#### Exercise set:
A) In the amano shrimp thread, list the foods that trenac says the shrimp also like.
B) Reproduce word for word the part of the amano shrimp thread from "Ok I will buy" up to and including "that is normal.".

#### Excerpt:
+++

# Will they be eaten, amano shrimp with a betta



## atmmachine816 (Apr 18, 2006)

I know it's not advised to put shrimp with bettas as they tend to be tasty snacks. However I was wondering if amano shrimp would be ok with a betta in a 5.5 gallon planted tank? He currently shares the tank with an oto and doesn't bother him, he will just look at him and then move away. He spends lots of his time at the top or at the front and most of the plant cover is in the back so do you think it would be ok to risk putting them together?

Thanks


----------



## John N. (Dec 11, 2005)

I got some Amano shrimp of various sizes with a betta no problems. Both swim and roam openly in the tank. 

-John N.


----------



## atmmachine816 (Apr 18, 2006)

Thanks


----------



## atmmachine816 (Apr 18, 2006)

Are they good escape artists and what should I feed them, currently i feed them flakes and veggie wafers?

thanks


----------



## trenac (Jul 16, 2004)

Yes they will escape the tank if stressed by fish or by water parameters. What you are feeding is fine. They also like shrimp pellets, bottom feeder food, green beans, & zuchinni.


----------



## atmmachine816 (Apr 18, 2006)

Ok I will buy some bottom feeder food next week. Will have to plug up some holes then don't want them to escape as I found one on the floor yesterday, not sure if it escaped or it got stuck on my net whenn I fished out some baby guppies. don't think they are stressed by fish though, there are twenty ghost shrimp with them. It's normal to not see them frequently when you have lots of hiding places right?

thanks for all the help


----------



## trenac (Jul 16, 2004)

If your tank is heavily planted then you may not see them for days, that is normal.


----------



## atmmachine816 (Apr 18, 2006)

hmmm. that's a comfort though rather being heavily planted just a bunch of rocks and crevices in the one they are in now, I can't find any of them now, only all my ghost shrimp, hopefully they are all alive otherwise I'm out 10$


----------

+++

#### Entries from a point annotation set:
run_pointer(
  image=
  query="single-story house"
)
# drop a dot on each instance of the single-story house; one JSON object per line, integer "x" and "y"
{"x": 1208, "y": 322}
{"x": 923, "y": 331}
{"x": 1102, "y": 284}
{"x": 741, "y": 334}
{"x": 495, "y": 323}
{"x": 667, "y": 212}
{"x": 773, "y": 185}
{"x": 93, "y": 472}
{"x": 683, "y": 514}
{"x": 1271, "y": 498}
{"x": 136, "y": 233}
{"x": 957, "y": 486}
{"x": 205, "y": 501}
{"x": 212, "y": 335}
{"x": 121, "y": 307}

+++

#### Answers per task:
A) shrimp pellets, bottom feeder food, green beans, zuchinni

B)
Ok I will buy some bottom feeder food next week. Will have to plug up some holes then don't want them to escape as I found one on the floor yesterday, not sure if it escaped or it got stuck on my net whenn I fished out some baby guppies. don't think they are stressed by fish though, there are twenty ghost shrimp with them. It's normal to not see them frequently when you have lots of hiding places right?

thanks for all the help


----------



## trenac (Jul 16, 2004)

If your tank is heavily planted then you may not see them for days, that is normal.